最近遇到了三道數形結合的題目,不同的動機都直接指向了凸包(凸殼),利用凸殼上斜率(極角)的單調性進行二分。
1 .一個在傻X那裏淘到的一道數據結構題,from spoj:
維護一個數據結構,支持:序列區間加/減一個數, 求區間最大前綴和。
前面的部分是利用塊狀數組平衡複雜度, 最後一步需要維護:
max(s[i] + bj * i);
這裏構造所有的點(i,s[ i ] ), 對這些點求一個凸包(一個上凸殼,一個下凸殼), 當bj爲負時,在s的凸殼上二分(利用叉積),找到變化率剛好無法抵消bj的時候,bj爲正時,同理。
# include <cstdlib>
# include <cstdio>
# include <cmath>
//# define int long long
using namespace std;
const long long oo = floor(1e18);
const int maxs = 1000, maxn = 100000+5;
int size, num, n, m, c, d, sl, sr;
long long begin[maxs], end[maxs], bj[maxs], tot[maxs], lf[maxs], rf[maxs], lz[maxs], rz[maxs];
long long stz[maxn], stf[maxn], pr[maxn], id[maxn], a[maxn];
inline long long max(long long x, long long y)
{
return x > y? x: y;
}
inline long long min(long long x, long long y)
{
return x < y? x: y;
}
inline long long abs1(long long x)
{
return x > 0? x: -x;
}
void change(int x)
{
int i;
for (i = begin[x]; i <= end[x]; i++) a[i] += bj[x];
for (tot[x] = 0, i = begin[x]; i <= end[x]; i++) tot[x] += a[i];
for (pr[begin[x]] = a[begin[x]], i = begin[x]+1; i <= end[x]; i++) pr[i] = pr[i-1] + a[i];
bj[x] = 0;
for (i = lz[x]; i <=rz[x]; stz[i++] = 0);
rz[x] = lz[x];
stz[lz[x]] = begin[x];
for (i = begin[x]+1; i <= end[x]; i++)
{
for (;(rz[x]>=lz[x] && pr[stz[rz[x]]] <= pr[i]) ||
(rz[x]>lz[x] && (abs1(pr[stz[rz[x]]] - pr[stz[rz[x]-1]])) * (i-stz[rz[x]])

給定資料列 →
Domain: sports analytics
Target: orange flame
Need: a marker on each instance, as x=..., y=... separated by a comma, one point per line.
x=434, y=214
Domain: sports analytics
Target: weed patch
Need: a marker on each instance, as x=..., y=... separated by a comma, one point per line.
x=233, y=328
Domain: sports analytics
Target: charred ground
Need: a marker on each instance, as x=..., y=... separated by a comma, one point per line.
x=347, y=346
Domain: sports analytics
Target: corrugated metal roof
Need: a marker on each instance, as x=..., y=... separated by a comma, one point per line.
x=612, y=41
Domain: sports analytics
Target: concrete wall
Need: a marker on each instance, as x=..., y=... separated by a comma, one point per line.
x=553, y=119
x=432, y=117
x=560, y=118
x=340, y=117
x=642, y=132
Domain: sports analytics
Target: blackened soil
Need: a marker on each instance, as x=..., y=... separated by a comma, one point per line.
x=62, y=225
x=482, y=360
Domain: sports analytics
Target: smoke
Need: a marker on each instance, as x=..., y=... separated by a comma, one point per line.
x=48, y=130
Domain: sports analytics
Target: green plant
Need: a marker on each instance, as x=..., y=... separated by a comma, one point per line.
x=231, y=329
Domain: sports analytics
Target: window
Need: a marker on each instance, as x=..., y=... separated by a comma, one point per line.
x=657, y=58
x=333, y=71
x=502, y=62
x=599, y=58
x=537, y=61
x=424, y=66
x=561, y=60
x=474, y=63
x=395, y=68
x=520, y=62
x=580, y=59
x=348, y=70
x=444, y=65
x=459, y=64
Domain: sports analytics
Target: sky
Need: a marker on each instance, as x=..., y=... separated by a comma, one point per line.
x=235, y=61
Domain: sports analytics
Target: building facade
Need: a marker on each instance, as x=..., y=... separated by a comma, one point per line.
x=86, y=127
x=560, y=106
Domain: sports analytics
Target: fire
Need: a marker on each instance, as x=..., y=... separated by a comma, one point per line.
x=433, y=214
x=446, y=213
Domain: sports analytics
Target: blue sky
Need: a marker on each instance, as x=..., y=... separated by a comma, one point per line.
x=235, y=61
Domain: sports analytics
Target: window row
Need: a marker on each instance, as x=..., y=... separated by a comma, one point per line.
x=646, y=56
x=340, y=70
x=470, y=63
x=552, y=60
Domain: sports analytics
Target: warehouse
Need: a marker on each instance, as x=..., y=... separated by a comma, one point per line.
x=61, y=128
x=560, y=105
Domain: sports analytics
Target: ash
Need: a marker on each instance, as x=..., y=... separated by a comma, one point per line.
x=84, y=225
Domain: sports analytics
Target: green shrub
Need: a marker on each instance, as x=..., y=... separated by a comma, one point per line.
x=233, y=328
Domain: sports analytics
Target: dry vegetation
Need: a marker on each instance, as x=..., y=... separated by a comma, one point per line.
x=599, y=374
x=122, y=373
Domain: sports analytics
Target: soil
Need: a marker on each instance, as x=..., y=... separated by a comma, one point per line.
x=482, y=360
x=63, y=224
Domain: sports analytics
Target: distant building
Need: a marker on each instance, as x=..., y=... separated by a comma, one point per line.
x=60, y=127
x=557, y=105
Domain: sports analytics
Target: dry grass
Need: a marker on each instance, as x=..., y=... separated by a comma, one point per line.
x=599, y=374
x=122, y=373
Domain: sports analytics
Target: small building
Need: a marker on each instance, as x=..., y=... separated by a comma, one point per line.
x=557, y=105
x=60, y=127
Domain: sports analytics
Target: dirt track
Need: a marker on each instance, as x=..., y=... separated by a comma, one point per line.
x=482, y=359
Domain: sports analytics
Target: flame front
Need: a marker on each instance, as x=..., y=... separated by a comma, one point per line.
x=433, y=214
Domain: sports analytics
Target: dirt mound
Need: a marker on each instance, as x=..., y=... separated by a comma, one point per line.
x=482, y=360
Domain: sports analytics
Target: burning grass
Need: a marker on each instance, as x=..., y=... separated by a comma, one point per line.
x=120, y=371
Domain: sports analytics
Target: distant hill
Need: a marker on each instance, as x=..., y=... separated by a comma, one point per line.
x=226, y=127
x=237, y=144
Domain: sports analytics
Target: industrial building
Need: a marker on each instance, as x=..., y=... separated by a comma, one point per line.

--

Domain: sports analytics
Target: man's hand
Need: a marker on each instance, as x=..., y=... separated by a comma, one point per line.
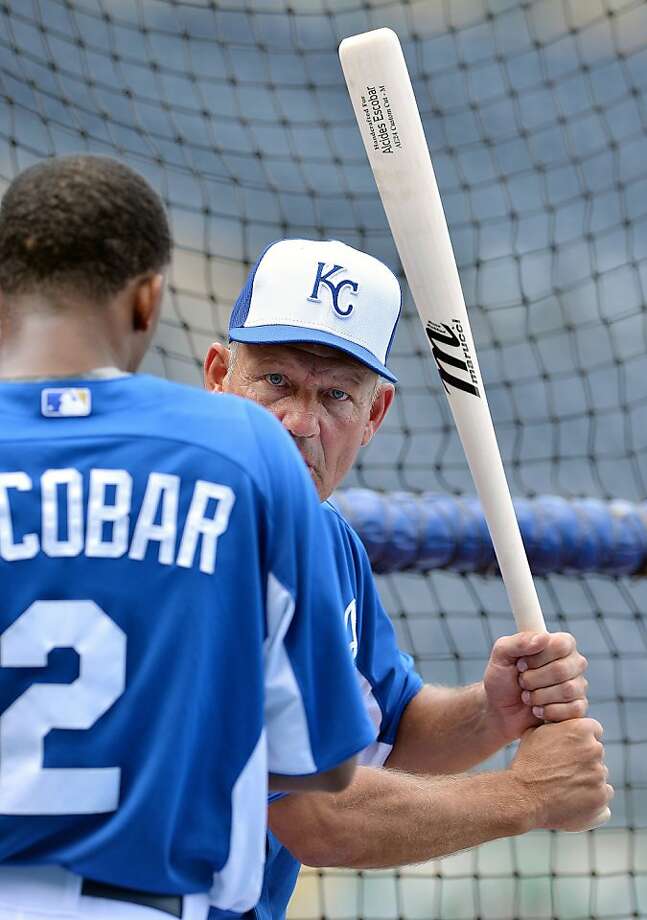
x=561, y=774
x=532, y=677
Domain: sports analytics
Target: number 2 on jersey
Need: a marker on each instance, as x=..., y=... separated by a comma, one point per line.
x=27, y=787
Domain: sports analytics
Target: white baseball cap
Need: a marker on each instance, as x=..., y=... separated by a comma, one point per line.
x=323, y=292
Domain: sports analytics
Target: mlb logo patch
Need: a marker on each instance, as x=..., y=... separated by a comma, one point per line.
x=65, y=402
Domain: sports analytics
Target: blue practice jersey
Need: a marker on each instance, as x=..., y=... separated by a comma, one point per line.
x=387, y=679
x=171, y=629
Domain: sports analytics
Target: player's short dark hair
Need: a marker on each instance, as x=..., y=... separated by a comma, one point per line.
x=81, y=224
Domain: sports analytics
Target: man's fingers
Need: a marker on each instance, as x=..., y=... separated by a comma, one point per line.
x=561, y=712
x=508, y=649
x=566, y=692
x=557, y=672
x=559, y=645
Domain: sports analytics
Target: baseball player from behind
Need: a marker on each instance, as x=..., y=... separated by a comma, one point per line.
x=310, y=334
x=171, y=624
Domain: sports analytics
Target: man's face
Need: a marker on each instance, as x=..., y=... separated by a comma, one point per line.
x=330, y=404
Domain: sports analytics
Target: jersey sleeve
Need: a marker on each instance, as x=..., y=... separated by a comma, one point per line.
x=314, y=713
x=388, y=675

---

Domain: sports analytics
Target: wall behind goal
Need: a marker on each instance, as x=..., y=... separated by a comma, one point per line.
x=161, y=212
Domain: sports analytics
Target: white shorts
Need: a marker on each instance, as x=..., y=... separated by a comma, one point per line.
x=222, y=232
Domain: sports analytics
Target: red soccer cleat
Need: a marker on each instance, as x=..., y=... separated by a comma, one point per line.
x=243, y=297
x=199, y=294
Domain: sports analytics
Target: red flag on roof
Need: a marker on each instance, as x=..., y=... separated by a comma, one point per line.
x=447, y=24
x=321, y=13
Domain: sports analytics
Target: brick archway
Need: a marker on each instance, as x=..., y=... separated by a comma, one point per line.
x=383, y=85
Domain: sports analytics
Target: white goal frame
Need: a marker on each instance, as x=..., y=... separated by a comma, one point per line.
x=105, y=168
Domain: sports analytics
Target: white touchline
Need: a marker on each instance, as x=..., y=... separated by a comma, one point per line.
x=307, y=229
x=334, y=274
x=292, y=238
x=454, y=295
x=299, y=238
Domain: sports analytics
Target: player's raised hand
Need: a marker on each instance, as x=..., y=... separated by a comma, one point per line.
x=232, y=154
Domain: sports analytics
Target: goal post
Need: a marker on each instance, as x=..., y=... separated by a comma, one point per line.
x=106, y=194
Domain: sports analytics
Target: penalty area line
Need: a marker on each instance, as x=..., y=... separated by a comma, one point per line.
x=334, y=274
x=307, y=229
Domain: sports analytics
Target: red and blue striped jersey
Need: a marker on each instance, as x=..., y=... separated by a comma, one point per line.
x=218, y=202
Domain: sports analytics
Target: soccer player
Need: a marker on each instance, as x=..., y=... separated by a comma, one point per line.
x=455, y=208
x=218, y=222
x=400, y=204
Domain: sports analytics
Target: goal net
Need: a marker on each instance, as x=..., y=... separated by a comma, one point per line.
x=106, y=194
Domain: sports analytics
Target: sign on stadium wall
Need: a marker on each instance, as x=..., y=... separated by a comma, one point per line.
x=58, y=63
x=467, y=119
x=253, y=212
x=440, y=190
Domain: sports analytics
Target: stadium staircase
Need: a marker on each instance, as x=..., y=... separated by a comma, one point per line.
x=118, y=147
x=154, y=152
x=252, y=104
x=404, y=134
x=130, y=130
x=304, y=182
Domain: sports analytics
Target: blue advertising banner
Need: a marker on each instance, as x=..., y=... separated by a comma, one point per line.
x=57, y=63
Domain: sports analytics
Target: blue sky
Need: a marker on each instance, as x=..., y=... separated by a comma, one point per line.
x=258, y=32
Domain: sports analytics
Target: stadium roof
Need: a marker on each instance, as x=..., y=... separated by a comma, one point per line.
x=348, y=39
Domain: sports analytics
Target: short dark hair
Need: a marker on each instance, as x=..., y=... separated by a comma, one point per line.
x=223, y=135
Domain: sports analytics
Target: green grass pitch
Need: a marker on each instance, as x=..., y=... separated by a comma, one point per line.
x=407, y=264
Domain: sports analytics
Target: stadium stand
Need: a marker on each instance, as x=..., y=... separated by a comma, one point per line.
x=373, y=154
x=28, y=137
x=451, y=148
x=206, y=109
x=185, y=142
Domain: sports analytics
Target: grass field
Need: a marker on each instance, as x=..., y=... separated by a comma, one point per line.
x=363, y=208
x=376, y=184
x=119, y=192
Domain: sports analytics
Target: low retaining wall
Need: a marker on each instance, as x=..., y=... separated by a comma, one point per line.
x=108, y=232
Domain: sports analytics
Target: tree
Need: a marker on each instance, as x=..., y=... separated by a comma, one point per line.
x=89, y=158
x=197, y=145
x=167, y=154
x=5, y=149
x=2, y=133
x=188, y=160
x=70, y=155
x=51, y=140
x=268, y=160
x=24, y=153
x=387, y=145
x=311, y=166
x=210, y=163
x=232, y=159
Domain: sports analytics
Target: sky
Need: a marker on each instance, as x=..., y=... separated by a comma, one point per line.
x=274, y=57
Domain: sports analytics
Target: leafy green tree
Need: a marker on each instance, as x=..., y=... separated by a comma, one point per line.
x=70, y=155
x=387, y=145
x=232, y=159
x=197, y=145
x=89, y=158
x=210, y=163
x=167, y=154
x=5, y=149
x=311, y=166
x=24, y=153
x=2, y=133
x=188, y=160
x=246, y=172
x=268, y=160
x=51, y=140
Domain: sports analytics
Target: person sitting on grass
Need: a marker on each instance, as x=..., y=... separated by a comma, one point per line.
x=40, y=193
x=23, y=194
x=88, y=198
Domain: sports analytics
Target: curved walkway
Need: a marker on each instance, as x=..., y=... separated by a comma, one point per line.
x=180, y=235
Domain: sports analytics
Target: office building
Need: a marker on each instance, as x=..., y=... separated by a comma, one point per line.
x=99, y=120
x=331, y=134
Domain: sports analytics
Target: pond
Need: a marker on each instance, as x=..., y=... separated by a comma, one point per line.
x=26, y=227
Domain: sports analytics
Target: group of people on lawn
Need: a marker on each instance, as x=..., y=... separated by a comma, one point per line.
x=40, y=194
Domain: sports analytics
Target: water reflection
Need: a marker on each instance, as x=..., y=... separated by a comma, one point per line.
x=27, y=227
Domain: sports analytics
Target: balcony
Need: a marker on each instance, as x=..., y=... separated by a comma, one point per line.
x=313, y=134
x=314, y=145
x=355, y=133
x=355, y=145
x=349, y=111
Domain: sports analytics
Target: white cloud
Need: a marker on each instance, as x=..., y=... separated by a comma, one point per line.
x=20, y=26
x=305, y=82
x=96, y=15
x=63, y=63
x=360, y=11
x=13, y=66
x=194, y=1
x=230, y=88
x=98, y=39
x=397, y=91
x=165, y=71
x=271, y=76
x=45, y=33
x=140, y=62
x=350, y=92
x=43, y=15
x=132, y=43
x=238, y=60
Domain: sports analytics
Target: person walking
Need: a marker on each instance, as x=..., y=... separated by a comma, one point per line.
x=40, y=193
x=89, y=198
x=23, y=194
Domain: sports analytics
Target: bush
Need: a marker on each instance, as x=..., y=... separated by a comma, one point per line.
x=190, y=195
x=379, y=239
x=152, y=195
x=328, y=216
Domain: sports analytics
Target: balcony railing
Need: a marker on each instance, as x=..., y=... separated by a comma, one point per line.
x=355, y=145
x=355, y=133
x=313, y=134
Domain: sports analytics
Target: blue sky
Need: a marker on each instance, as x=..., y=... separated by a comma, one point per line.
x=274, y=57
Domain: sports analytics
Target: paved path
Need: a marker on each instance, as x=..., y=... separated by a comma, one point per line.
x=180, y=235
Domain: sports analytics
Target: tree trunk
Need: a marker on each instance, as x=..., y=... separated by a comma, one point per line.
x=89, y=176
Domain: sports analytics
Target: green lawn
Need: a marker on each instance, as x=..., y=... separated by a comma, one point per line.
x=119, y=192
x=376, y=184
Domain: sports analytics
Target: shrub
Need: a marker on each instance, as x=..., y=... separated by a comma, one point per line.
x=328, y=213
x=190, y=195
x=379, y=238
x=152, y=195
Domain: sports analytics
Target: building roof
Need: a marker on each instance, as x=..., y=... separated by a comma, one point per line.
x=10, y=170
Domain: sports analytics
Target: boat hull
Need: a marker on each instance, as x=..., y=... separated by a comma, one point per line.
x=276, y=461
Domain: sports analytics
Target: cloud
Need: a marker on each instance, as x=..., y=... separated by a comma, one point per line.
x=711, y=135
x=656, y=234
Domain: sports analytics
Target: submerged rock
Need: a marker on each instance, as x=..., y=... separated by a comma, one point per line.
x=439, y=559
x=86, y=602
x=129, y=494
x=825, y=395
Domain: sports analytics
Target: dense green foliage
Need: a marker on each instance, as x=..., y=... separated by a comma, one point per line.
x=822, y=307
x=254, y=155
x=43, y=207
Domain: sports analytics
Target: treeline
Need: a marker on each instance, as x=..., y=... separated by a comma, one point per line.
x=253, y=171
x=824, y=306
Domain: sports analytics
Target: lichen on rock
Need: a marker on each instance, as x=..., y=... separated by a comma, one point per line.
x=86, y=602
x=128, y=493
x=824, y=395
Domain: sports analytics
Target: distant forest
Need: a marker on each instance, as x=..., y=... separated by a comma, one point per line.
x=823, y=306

任務要求 → 根據提供文本,那道來自 spoj 的數據結構題要求所維護的結構支援哪些操作? 上述資料列取自另一來源。

任務結果 → 序列區間加/減一個數,以及求區間最大前綴和。